EXERCISE OBJECTIVE — The entries that follow should be repeated exactly, with no pictures kept.

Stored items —

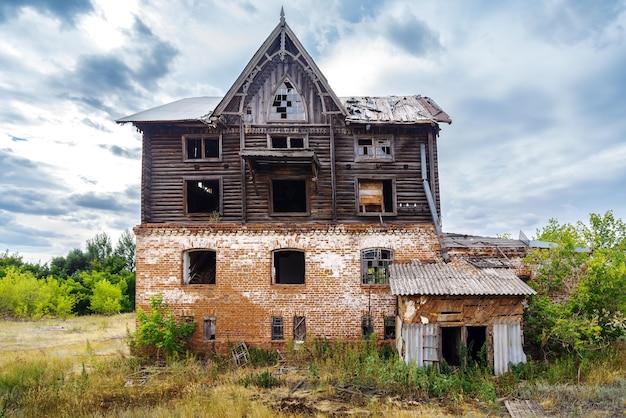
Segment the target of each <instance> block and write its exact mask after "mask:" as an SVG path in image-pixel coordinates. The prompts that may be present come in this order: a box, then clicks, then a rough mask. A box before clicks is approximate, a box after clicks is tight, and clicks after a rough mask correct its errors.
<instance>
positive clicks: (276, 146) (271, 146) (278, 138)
mask: <svg viewBox="0 0 626 418" xmlns="http://www.w3.org/2000/svg"><path fill="white" fill-rule="evenodd" d="M270 148H286V149H291V148H304V137H302V136H279V135H272V136H271V137H270Z"/></svg>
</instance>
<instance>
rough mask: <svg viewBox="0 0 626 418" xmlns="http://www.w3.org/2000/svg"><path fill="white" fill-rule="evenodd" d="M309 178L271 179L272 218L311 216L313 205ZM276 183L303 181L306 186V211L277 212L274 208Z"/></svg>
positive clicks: (307, 177)
mask: <svg viewBox="0 0 626 418" xmlns="http://www.w3.org/2000/svg"><path fill="white" fill-rule="evenodd" d="M308 180H309V178H308V177H305V176H272V177H270V178H269V192H270V193H269V195H270V199H269V204H270V207H269V212H270V216H309V215H311V203H310V196H311V193H310V187H309V181H308ZM275 181H301V182H302V183H303V184H304V194H305V206H306V207H305V211H304V212H277V211H276V208H275V207H274V206H275V204H274V182H275Z"/></svg>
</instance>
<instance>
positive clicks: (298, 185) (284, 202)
mask: <svg viewBox="0 0 626 418" xmlns="http://www.w3.org/2000/svg"><path fill="white" fill-rule="evenodd" d="M271 186H272V190H271V192H272V212H274V213H281V214H288V213H298V214H301V213H307V206H308V205H307V187H306V181H305V180H302V179H294V180H272V183H271Z"/></svg>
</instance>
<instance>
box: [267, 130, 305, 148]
mask: <svg viewBox="0 0 626 418" xmlns="http://www.w3.org/2000/svg"><path fill="white" fill-rule="evenodd" d="M275 138H287V147H285V148H280V147H274V146H273V145H274V142H273V140H274V139H275ZM292 139H301V140H302V147H292V146H291V140H292ZM267 148H268V149H273V150H287V149H288V150H304V149H308V148H309V136H308V135H307V134H282V133H273V134H267Z"/></svg>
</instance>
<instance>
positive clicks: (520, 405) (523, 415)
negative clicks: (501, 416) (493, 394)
mask: <svg viewBox="0 0 626 418" xmlns="http://www.w3.org/2000/svg"><path fill="white" fill-rule="evenodd" d="M504 405H505V406H506V409H507V411H509V414H510V415H511V417H513V418H528V417H545V416H547V415H546V412H545V411H544V410H543V408H542V407H541V405H539V404H538V403H537V401H531V400H519V401H508V400H507V401H504Z"/></svg>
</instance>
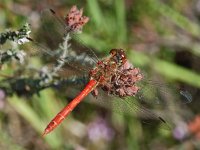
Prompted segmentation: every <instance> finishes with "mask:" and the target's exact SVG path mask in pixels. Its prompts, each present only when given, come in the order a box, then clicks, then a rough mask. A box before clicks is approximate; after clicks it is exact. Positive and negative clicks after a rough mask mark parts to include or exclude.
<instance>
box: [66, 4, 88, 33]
mask: <svg viewBox="0 0 200 150" xmlns="http://www.w3.org/2000/svg"><path fill="white" fill-rule="evenodd" d="M82 15H83V9H80V10H78V9H77V7H76V6H72V8H71V9H70V11H69V13H68V14H67V16H66V18H65V21H66V24H67V26H68V27H69V29H70V30H71V31H73V32H80V31H81V30H82V27H83V26H84V25H85V24H86V23H87V22H88V21H89V18H88V17H86V16H82Z"/></svg>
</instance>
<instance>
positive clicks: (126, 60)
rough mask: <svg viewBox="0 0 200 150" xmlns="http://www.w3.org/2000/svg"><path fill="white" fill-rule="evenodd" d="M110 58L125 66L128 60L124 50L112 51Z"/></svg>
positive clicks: (111, 49)
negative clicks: (124, 65) (126, 56)
mask: <svg viewBox="0 0 200 150" xmlns="http://www.w3.org/2000/svg"><path fill="white" fill-rule="evenodd" d="M110 56H111V58H112V59H113V60H115V62H116V63H117V64H121V65H123V64H124V63H125V62H126V61H127V59H126V54H125V52H124V50H123V49H111V50H110Z"/></svg>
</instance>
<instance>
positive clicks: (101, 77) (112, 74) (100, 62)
mask: <svg viewBox="0 0 200 150" xmlns="http://www.w3.org/2000/svg"><path fill="white" fill-rule="evenodd" d="M125 62H126V56H125V52H124V50H122V49H112V50H110V56H109V57H106V58H104V59H102V60H100V61H98V63H97V65H96V66H95V68H93V69H92V70H91V71H90V74H89V76H90V79H95V80H96V81H98V82H99V84H105V82H110V81H111V79H112V76H113V75H115V74H116V73H117V72H118V71H119V70H120V67H121V66H122V65H123V64H124V63H125Z"/></svg>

TASK SOLUTION —
Segment the target of each <instance> block and write its exact mask after "mask:" as an SVG path in image-pixel coordinates. The prompts that may be present come in this order: a box, then clicks, then a rough mask. A box before clicks is approximate, a box after clicks is tight, and clicks after a rough mask correct its errors.
<instance>
positive clicks: (276, 146) (271, 146) (278, 138)
mask: <svg viewBox="0 0 626 418" xmlns="http://www.w3.org/2000/svg"><path fill="white" fill-rule="evenodd" d="M270 148H286V149H291V148H304V137H302V136H279V135H272V136H271V137H270Z"/></svg>
</instance>
<instance>
rough mask: <svg viewBox="0 0 626 418" xmlns="http://www.w3.org/2000/svg"><path fill="white" fill-rule="evenodd" d="M309 178L271 179L272 218L311 216L313 205ZM276 183L303 181L306 186V211L277 212L274 208Z"/></svg>
positive clicks: (307, 177)
mask: <svg viewBox="0 0 626 418" xmlns="http://www.w3.org/2000/svg"><path fill="white" fill-rule="evenodd" d="M308 180H309V178H308V177H305V176H272V177H270V178H269V192H270V193H269V195H270V199H269V204H270V207H269V212H270V216H309V215H311V203H310V196H311V193H310V187H309V181H308ZM275 181H301V182H302V183H303V184H304V194H305V206H306V207H305V211H304V212H277V211H276V208H275V207H274V206H275V204H274V182H275Z"/></svg>
</instance>
<instance>
positive clicks: (298, 185) (284, 202)
mask: <svg viewBox="0 0 626 418" xmlns="http://www.w3.org/2000/svg"><path fill="white" fill-rule="evenodd" d="M271 186H272V190H271V192H272V212H274V213H281V214H288V213H298V214H301V213H307V206H308V205H307V187H306V181H305V180H302V179H294V180H272V183H271Z"/></svg>
</instance>
<instance>
box: [267, 130, 305, 148]
mask: <svg viewBox="0 0 626 418" xmlns="http://www.w3.org/2000/svg"><path fill="white" fill-rule="evenodd" d="M275 138H287V147H285V148H280V147H274V146H273V145H274V142H273V140H274V139H275ZM292 139H301V140H302V147H292V146H291V140H292ZM267 148H268V149H273V150H287V149H288V150H304V149H308V148H309V136H308V135H307V134H282V133H273V134H267Z"/></svg>
</instance>
<instance>
positive clicks: (520, 405) (523, 415)
negative clicks: (501, 416) (493, 394)
mask: <svg viewBox="0 0 626 418" xmlns="http://www.w3.org/2000/svg"><path fill="white" fill-rule="evenodd" d="M504 405H505V406H506V409H507V411H509V414H510V415H511V417H513V418H528V417H545V416H547V415H546V412H545V411H544V410H543V408H542V407H541V405H539V404H538V403H537V401H531V400H519V401H508V400H507V401H504Z"/></svg>
</instance>
Prompted segmentation: every <instance> finishes with "mask:" and the target's exact SVG path mask in pixels. Its prompts, each present only when given, come in the order a box, then clicks, then a rough mask. A box before clicks is approximate; after clicks it is exact. Positive and negative clicks after a rough mask mark parts to include or exclude.
<instance>
box: [66, 4, 88, 33]
mask: <svg viewBox="0 0 200 150" xmlns="http://www.w3.org/2000/svg"><path fill="white" fill-rule="evenodd" d="M82 15H83V9H80V10H78V9H77V7H76V6H72V8H71V9H70V11H69V13H68V14H67V16H66V18H65V21H66V24H67V26H68V27H69V29H70V30H71V31H73V32H80V31H81V30H82V27H83V26H84V25H85V24H86V23H87V22H88V21H89V18H88V17H86V16H82Z"/></svg>
</instance>
<instance>
positive clicks: (126, 60)
rough mask: <svg viewBox="0 0 200 150" xmlns="http://www.w3.org/2000/svg"><path fill="white" fill-rule="evenodd" d="M110 58L125 66L128 60L124 50L112 51Z"/></svg>
positive clicks: (111, 49)
negative clicks: (124, 65) (126, 56)
mask: <svg viewBox="0 0 200 150" xmlns="http://www.w3.org/2000/svg"><path fill="white" fill-rule="evenodd" d="M110 56H111V58H112V59H113V60H115V62H116V63H117V64H121V65H123V64H124V63H125V62H126V61H127V59H126V54H125V52H124V50H123V49H111V50H110Z"/></svg>
</instance>
<instance>
positive clicks: (101, 77) (112, 74) (100, 62)
mask: <svg viewBox="0 0 200 150" xmlns="http://www.w3.org/2000/svg"><path fill="white" fill-rule="evenodd" d="M125 62H126V56H125V52H124V50H122V49H112V50H110V56H109V57H106V58H104V59H102V60H100V61H98V63H97V65H96V66H95V68H93V69H92V70H91V71H90V74H89V76H90V79H95V80H96V81H98V82H99V84H105V82H110V81H111V79H112V76H113V75H115V74H116V73H117V72H118V71H119V70H120V67H121V66H122V65H123V64H124V63H125Z"/></svg>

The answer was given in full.